____ EXCERPTED TEXT
What is really important is that the projects must be negotiated and implemented very well. Most of those projects have a very long time horizon. We have investors who are committing resources today for a return that’s going to come in 10, 15, 20 years. So it’s important that we create a deal structure which both parties live up to. Unfortunately the experience on the continent is that this is not always the case. It’s also very important that the infrastructure that’s developed is actually informed by analysis and studies [so that we don’t end up having] a white elephant.
El-Houry: I haven’t met a leader who has not told me that they want to make their country or their city or their airport the next Dubai. They see the glitz and glamour, but I don’t think they see the sacrifices that Dubai had to make to reach the “Dubai” status. For instance, for a very long time, Dubai gave discounts of fuel to airlines just to get them to fly and stop in Dubai. Aviation infrastructure is extremely expensive. It requires leaders to look at the long-term. But when you have elections every three, four, five years, leaders are also forced to think short -term. They have to balance the long-term view with the short-term view, and that’s somewhat difficult.
________
## PROBLEM TO WORK ON
Continue the interview excerpt on infrastructure and aviation investment, picking up after its last sentence.
____ PROVIDED INFORMATION
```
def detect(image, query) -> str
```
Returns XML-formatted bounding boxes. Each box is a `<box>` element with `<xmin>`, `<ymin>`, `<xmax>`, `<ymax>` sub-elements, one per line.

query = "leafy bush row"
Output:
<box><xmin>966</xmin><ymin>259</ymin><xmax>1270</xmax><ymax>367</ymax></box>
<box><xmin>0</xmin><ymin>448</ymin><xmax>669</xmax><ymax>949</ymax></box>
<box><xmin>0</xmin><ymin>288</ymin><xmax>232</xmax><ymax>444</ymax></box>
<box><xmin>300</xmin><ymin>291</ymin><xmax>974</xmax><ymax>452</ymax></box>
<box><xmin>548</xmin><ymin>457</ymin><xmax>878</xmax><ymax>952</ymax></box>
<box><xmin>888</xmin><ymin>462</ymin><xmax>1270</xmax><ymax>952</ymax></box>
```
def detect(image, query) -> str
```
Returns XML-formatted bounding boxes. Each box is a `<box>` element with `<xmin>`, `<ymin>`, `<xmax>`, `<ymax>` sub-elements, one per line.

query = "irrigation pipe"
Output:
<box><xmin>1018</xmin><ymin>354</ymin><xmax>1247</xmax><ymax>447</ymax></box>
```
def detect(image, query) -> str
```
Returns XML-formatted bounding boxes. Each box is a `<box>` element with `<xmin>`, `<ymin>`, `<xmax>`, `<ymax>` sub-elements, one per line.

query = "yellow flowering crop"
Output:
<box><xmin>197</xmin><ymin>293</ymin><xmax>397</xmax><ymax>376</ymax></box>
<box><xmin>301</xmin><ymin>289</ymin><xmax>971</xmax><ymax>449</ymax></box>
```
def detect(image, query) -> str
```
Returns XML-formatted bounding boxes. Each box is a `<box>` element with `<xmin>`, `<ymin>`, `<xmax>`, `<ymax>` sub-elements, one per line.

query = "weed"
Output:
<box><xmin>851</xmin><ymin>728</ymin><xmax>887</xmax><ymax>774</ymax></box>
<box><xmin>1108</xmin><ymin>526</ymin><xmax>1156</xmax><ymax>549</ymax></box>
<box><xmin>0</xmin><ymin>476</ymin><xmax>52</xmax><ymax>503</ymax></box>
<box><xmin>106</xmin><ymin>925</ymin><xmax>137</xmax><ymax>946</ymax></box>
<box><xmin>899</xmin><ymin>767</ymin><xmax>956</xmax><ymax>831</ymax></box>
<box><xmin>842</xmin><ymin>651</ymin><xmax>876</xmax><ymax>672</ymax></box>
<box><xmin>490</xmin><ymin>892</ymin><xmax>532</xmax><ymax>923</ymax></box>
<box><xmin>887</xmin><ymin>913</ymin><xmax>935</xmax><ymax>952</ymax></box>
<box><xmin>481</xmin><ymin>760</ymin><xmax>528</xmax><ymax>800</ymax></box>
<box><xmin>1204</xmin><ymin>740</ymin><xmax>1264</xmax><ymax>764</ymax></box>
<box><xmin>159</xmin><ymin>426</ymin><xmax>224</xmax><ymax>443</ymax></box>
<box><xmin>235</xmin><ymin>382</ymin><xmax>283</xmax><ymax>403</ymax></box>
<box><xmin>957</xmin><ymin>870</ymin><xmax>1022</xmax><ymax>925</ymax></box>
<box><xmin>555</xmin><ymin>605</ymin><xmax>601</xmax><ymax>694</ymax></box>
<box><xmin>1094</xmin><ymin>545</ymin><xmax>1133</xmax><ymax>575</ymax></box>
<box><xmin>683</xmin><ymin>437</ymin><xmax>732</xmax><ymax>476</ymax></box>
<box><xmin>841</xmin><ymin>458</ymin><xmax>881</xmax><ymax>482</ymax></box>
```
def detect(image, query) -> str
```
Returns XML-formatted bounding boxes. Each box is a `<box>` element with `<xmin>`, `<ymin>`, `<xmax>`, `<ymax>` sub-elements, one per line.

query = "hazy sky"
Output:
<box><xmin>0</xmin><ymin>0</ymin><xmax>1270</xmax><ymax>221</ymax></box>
________
## ANSWER BELOW
How do you see the relationship between the prosperity of the aviation sector and the rest of African society and African economies in general?
Kacou: I think the headline challenge that Africa has for economic development is job creation. So everything we are talking about is about making sure that we can address the issue of unemployment and under employment. The aviation sector creates a number of jobs in direct and indirect ways. For instance, in tourism, in hospitality and in retail. If you look at major airports today, they’re much more than an airport. They are also a mall. They’re also a spa. They’re also a hotel.
Number two, I believe that aviation can do a lot by way of economic integration. The [diversity] of Africa is both a curse and a blessing. It is a curse because our countries are fragmented. The population of 1.1 billion people is similar to that of India, but India is one country, Africa is 54 countries. If we can get aviation going, we can start seeing more integration. We can start seeing Ghanians working with Kenyans to develop products that they can sell to people from Morocco or Egypt. So, to me, aviation can play many, many roles which are very positive.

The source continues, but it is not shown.